INSTRUCTIES EN EISEN:
Geef uit de tekst over de tentoonstelling alles vanaf "David Gheron Tretiakoff heeft" tot en met "lyrisch en draaglijk." letterlijk terug.

We introduceren On Kawara in de tentoonstelling met zijn Date Paintings. Dat is de Kawara die iedereen kent. Later duikt hij opnieuw op met vroeger, minder gekend werk. De Date Paintings vallen te begrijpen vanuit een minimalistische en conceptuele opvatting, maar bevatten tegelijk wat er op een bepaalde dag gebeurd. Kawara voegt dus een tijdseenheid en een herinneringselement toe. Ik vond het boeiend om hem in de nabijheid van Murakami te plaatsen, en beide kunstenaars als het ware te laten communiceren met elkaar. De Date Paintings zijn een aankondiging van wat je verder van On Kawara in de tentoonstelling te zien krijgt: een onverwachter en directer werk (Thanatophanies).
David Gheron Tretiakoff heeft een heel specifiek werk gemaakt (Immolation I, II, III, IV), dat bestaat uit vier vellen rijstpapier. Het is uiterst fragiel, de vellen rijstpapier doen denken aan menselijke huid, ook al omdat er afbeeldingen op staan van mensen die zichzelf als protestactie in brand steken. Die afbeeldingen zijn gemaakt met het gloeiende uiteinde van een brandende sigaret. In combinatie met de zeer fragiele structuur van het papier krijgt het een bijna poëtische waarde, wordt het een werk dat ondanks de wreedheid toch een bepaalde schoonheid heeft. De beelden hebben ook de eigenschap van ‘overblijfsel’, na de verwoestende brand. Brandmerken met sigaretten is bovendien een foltermethode. David Gheron Tretiakoff geeft de actualiteit een nieuwe vorm in zijn beelden, hij maakt ze tegelijkertijd lyrisch en draaglijk.
Lili Dujourie vond ik een evidente keuze. Ze is een iconische, vrouwelijke Belgische kunstenaar, en ze is fel ondergewaardeerd. Dujourie speelt met de sensualiteit van het beeld. Ze heeft een zeer duidelijke, scherpe kijk op hoe het formele aspect kan overgaan naar een ander soort van narratief. Er zit ook een element van reflectie, van weerstand in haar werk. Dat zie je ook in The Kiss, waar de glooiende tederheid van de zachte materie geconfronteerd wordt met de hardheid van een driehoek, die ruimtelijk een architecturale punt maakt. Er zit een spanningsveld in, dat ook in de barok altijd aanwezig is.
M (M1): een vleugelpiano die op de grond ligt met een glazen blauwe bovenplaat, dit werk van Jan Vercruysse trekt meteen de aandacht. Door de keuze van het materiaal weerspiegelt het oppervlakte een gevoel van inertie, dat aanwezig is in het concept van roem, van berucht zijn. Dit alles in een duidelijke onderkoelde positie. Zonder geluid. Verder in de tentoonstelling zit nog wel auditief materiaal, een soundpiece van Piotr Tolmachov (Unified Field).

[Vormgrensvermeldingen]
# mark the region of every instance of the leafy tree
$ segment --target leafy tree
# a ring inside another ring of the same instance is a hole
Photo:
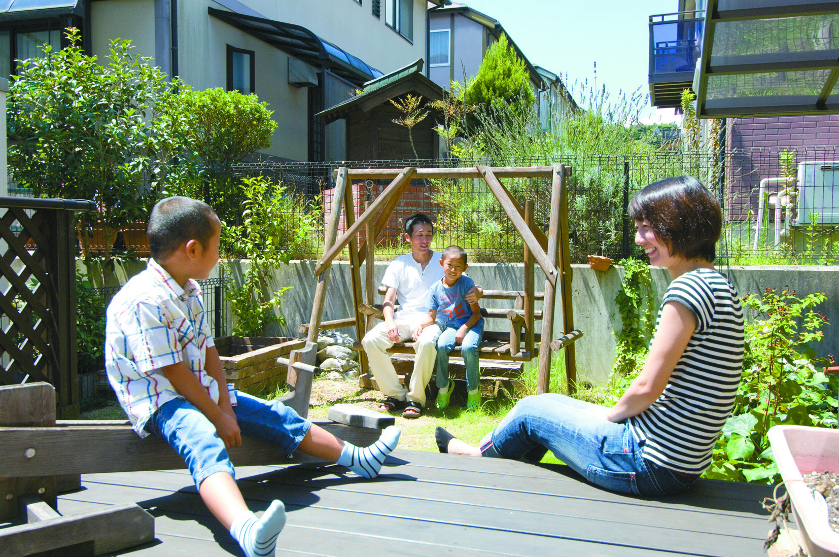
[[[466,105],[484,108],[508,105],[516,114],[533,111],[536,97],[524,60],[516,55],[502,34],[489,48],[474,79],[466,85],[463,99]]]
[[[82,51],[77,29],[66,36],[67,48],[44,46],[46,57],[21,61],[12,78],[8,166],[38,196],[96,202],[97,211],[78,213],[90,268],[94,226],[112,239],[146,218],[156,190],[196,169],[176,86],[150,59],[115,39],[102,65]],[[109,251],[103,255],[110,263]]]
[[[221,88],[185,91],[180,101],[188,115],[187,135],[205,170],[202,179],[180,184],[173,192],[201,199],[206,184],[206,200],[219,217],[238,222],[245,198],[242,188],[232,182],[232,166],[271,146],[271,136],[277,128],[277,122],[271,119],[274,112],[253,93],[242,95]]]
[[[189,114],[188,133],[205,164],[229,169],[245,157],[271,146],[277,122],[274,111],[254,94],[221,87],[182,94]]]
[[[417,154],[417,148],[414,146],[414,127],[418,123],[425,119],[428,116],[428,107],[426,104],[425,107],[420,107],[420,103],[422,102],[422,95],[414,96],[414,95],[408,94],[401,99],[388,99],[390,103],[396,107],[397,110],[404,114],[404,117],[399,118],[393,118],[391,120],[394,124],[399,124],[408,128],[408,138],[411,142],[411,150],[414,151],[414,158],[419,159],[420,155]],[[425,112],[423,112],[425,111]]]
[[[272,288],[271,271],[288,263],[310,240],[320,211],[316,203],[262,176],[246,178],[237,187],[245,200],[242,223],[221,228],[222,241],[231,254],[249,260],[239,285],[232,286],[228,294],[236,315],[233,335],[264,336],[272,323],[285,325],[277,310],[283,294],[291,288]]]

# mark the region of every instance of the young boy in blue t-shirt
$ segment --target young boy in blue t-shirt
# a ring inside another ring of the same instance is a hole
[[[141,437],[158,435],[177,450],[201,499],[245,554],[263,557],[274,554],[285,508],[274,501],[258,518],[248,509],[227,447],[253,435],[289,455],[300,450],[371,478],[396,447],[399,429],[390,426],[376,443],[359,448],[279,401],[237,393],[237,403],[232,403],[195,283],[218,263],[221,231],[206,203],[158,201],[149,221],[149,266],[108,305],[105,363],[134,430]]]
[[[460,246],[449,246],[440,258],[443,267],[443,278],[431,286],[429,290],[428,312],[426,320],[420,326],[415,336],[422,332],[425,326],[435,321],[443,331],[437,339],[437,394],[438,409],[449,405],[454,383],[449,379],[449,353],[456,345],[461,345],[461,356],[466,368],[466,409],[477,409],[481,405],[481,389],[478,379],[478,345],[483,336],[483,318],[481,308],[477,303],[466,300],[469,290],[475,283],[463,274],[469,265],[466,264],[466,252]]]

RESULTAAT:
David Gheron Tretiakoff heeft een heel specifiek werk gemaakt (Immolation I, II, III, IV), dat bestaat uit vier vellen rijstpapier. Het is uiterst fragiel, de vellen rijstpapier doen denken aan menselijke huid, ook al omdat er afbeeldingen op staan van mensen die zichzelf als protestactie in brand steken. Die afbeeldingen zijn gemaakt met het gloeiende uiteinde van een brandende sigaret. In combinatie met de zeer fragiele structuur van het papier krijgt het een bijna poëtische waarde, wordt het een werk dat ondanks de wreedheid toch een bepaalde schoonheid heeft. De beelden hebben ook de eigenschap van ‘overblijfsel’, na de verwoestende brand. Brandmerken met sigaretten is bovendien een foltermethode. David Gheron Tretiakoff geeft de actualiteit een nieuwe vorm in zijn beelden, hij maakt ze tegelijkertijd lyrisch en draaglijk.